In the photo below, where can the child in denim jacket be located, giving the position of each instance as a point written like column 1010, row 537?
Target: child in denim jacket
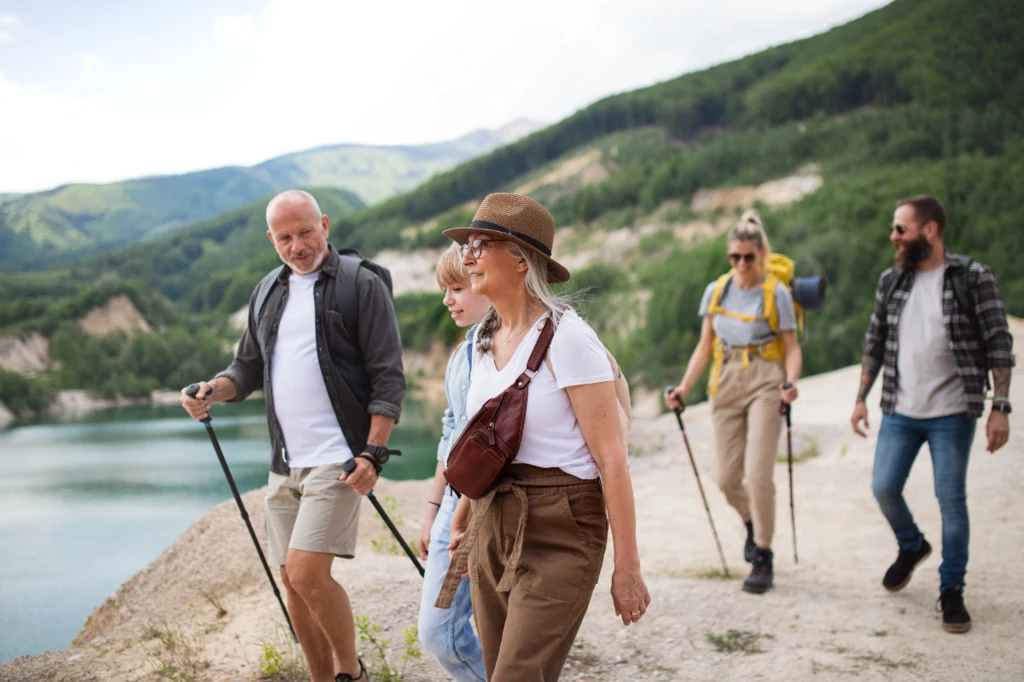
column 446, row 633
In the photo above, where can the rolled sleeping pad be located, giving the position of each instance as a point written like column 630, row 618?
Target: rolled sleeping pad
column 810, row 292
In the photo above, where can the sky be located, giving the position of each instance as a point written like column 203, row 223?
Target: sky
column 105, row 90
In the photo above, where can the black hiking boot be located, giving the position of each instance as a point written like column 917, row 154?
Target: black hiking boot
column 345, row 677
column 749, row 546
column 954, row 615
column 899, row 573
column 760, row 580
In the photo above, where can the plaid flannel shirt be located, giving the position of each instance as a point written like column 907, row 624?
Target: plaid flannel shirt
column 986, row 342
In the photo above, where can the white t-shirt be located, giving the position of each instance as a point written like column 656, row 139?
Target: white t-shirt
column 312, row 435
column 929, row 383
column 551, row 435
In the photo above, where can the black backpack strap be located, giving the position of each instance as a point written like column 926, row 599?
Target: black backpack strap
column 263, row 290
column 346, row 293
column 961, row 288
column 890, row 286
column 962, row 292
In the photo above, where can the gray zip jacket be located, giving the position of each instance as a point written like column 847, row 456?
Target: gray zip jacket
column 359, row 359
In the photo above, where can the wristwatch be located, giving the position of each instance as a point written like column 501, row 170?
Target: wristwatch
column 380, row 456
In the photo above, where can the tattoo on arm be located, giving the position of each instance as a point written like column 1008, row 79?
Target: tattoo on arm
column 868, row 372
column 1000, row 383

# EXERCISE PROMPT
Without the pictures, give every line above again exactly.

# WRITTEN REPLY
In the photo below, where can the child in denim jacket be located, giving the position of each instance as a point written like column 1010, row 537?
Target: child in denim jacket
column 446, row 633
In the photo above, where can the rolled sleeping pad be located, giving the position of each instance as a point written like column 630, row 618?
Target: rolled sleeping pad
column 810, row 292
In the photo above, where can the sky be located, giving the position of each instance as a point written like column 203, row 223?
Target: sky
column 105, row 90
In the photo above, where can the black hiking boot be located, giving the position of each instance as a point written like column 917, row 154?
Target: black hiking boot
column 345, row 677
column 749, row 546
column 954, row 615
column 899, row 573
column 760, row 580
In the photo above, where can the plaid flannel shirt be located, giving the position of each instance as a point written like column 907, row 624?
Target: plaid flannel shirt
column 986, row 342
In the photo above, where can the white t-shirt be located, giving the position of each instance as a point written like column 656, row 139?
Target: white t-shirt
column 312, row 435
column 929, row 383
column 551, row 435
In the photo above, where can the black backpack strap be located, giving the position of each instance as a point written like column 926, row 599?
Target: black backpack strap
column 263, row 290
column 346, row 293
column 961, row 288
column 890, row 286
column 962, row 292
In the photo above, where can the gray zip jacket be located, giving the position of each instance as a point written like column 847, row 456?
Target: gray zip jacket
column 359, row 359
In the photo above, where can the wristwatch be located, giving the position of each instance as a point written like column 501, row 170?
Target: wristwatch
column 380, row 456
In the photo above, where can the tattoo on arm be located, giving the position of each instance as a point written like column 1008, row 79?
Target: tattoo on arm
column 868, row 372
column 1000, row 383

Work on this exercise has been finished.